**PROBLEM REQUIREMENTS:** Copy each line of the data that has "outline" in it.

☆ ☆ ☆ ☆

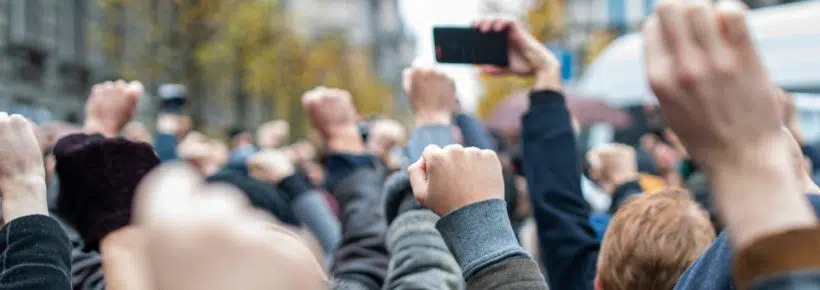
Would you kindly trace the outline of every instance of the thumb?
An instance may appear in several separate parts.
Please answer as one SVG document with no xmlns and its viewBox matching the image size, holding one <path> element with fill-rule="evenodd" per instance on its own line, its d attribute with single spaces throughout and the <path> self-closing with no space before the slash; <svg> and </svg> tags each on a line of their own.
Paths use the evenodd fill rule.
<svg viewBox="0 0 820 290">
<path fill-rule="evenodd" d="M 407 175 L 410 178 L 410 187 L 413 188 L 413 195 L 417 200 L 427 198 L 427 171 L 424 158 L 419 158 L 418 161 L 411 164 L 407 168 Z"/>
<path fill-rule="evenodd" d="M 179 209 L 190 203 L 201 180 L 193 168 L 182 163 L 154 169 L 137 188 L 133 223 L 151 225 L 173 220 Z"/>
</svg>

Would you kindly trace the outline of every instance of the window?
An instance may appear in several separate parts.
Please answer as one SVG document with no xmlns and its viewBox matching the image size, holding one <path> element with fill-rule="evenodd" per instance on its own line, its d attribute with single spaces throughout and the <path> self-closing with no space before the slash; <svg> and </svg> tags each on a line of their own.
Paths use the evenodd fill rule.
<svg viewBox="0 0 820 290">
<path fill-rule="evenodd" d="M 16 45 L 39 46 L 42 36 L 40 13 L 42 0 L 11 0 L 9 20 L 11 42 Z"/>
</svg>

☆ ☆ ☆ ☆

**ANSWER SECTION:**
Would you kindly trace the outline of every instance of the thumb?
Would you kindly trace the outline of every instance of the window?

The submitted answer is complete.